* Extrait *
Note liminaire: une récente discussion avec "Yoeril", sur le Discord Tolkiendil, m'a fait dire que j'avais quelques théories qui vaudraient peut-être une notule que jamais je n'ai écrite... Il n’empêche, à retrouver et relire mes vieilles notes, l'« Errance n°2 » n'était pas loin d'une forme que je peux à la rigueur reprendre ci-dessous avec quelques aménagements.
Errances linguistiques - En Terre d'Aulë
Si l'on suit les épithètes qui accompagnent souvent son nom, Aulë est qualifié de Faiseur (Maker, Silm., p. 44) et de Forgeron (Smith, LotR, p. 1137).
Ce nom, attesté dès les Contes Perdus, est glosé dans les lexiques contemporains comme « Forgeron » (Smith, PE n°13, p. 104). Christopher Tolkien, en appendice à la Formation de la Terre du Milieu, a inclus plusieurs fragments en vieil anglais écrits par son père, présentés, dans un cadre intradiégétique, comme traduits par le marin Ælfwine. Aulë y est appelé Cræftfréa, un nom au sens transparent, combinant cræft « pouvoir » ou « art », et fréa « souverain » ou « seigneur ».
Dans les Étymologies des années 1930, le nom Aulë est dérivé de la racine *GAW(A) « penser, concevoir, inventer » (p. 358 ), qui produit également le mot commun quenya aule « invention », ainsi que le cognat noldorin Gaul. Un de ses surnoms est Barthan, « Artisan du Monde, World-artificer ».

* Consigne A *
D'après l'extrait, de quelle racine les Étymologies des années 1930 font-elles dériver le nom Aulë ?

Lignes de données d'annotation par boîtes
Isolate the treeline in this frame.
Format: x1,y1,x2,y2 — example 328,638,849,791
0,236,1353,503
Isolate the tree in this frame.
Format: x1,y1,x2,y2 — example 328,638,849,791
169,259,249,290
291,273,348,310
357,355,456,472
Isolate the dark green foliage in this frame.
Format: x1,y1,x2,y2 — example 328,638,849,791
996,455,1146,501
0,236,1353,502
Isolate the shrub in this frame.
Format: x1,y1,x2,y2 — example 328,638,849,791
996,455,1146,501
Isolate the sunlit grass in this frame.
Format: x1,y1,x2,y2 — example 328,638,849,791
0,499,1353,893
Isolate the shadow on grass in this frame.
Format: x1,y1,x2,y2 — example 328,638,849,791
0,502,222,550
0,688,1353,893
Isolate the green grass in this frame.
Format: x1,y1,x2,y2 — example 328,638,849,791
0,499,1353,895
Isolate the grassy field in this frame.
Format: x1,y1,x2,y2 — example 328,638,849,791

* Consigne B *
Réécrivez la liste depuis la ligne contenant « Isolate the sunlit grass in this frame. » jusqu'à la dernière ligne de la liste incluse, sans omettre aucune ligne, en décalant de 78 chaque coordonnée des réponses.

* Sortie complète A *
De la racine *GAW(A), « penser, concevoir, inventer ».

* Sortie complète B *
Isolate the sunlit grass in this frame.
Format: x1,y1,x2,y2 — example 328,638,849,791
78,577,1431,971
Isolate the shadow on grass in this frame.
Format: x1,y1,x2,y2 — example 328,638,849,791
78,580,300,628
78,766,1431,971
Isolate the green grass in this frame.
Format: x1,y1,x2,y2 — example 328,638,849,791
78,577,1431,973
Isolate the grassy field in this frame.
Format: x1,y1,x2,y2 — example 328,638,849,791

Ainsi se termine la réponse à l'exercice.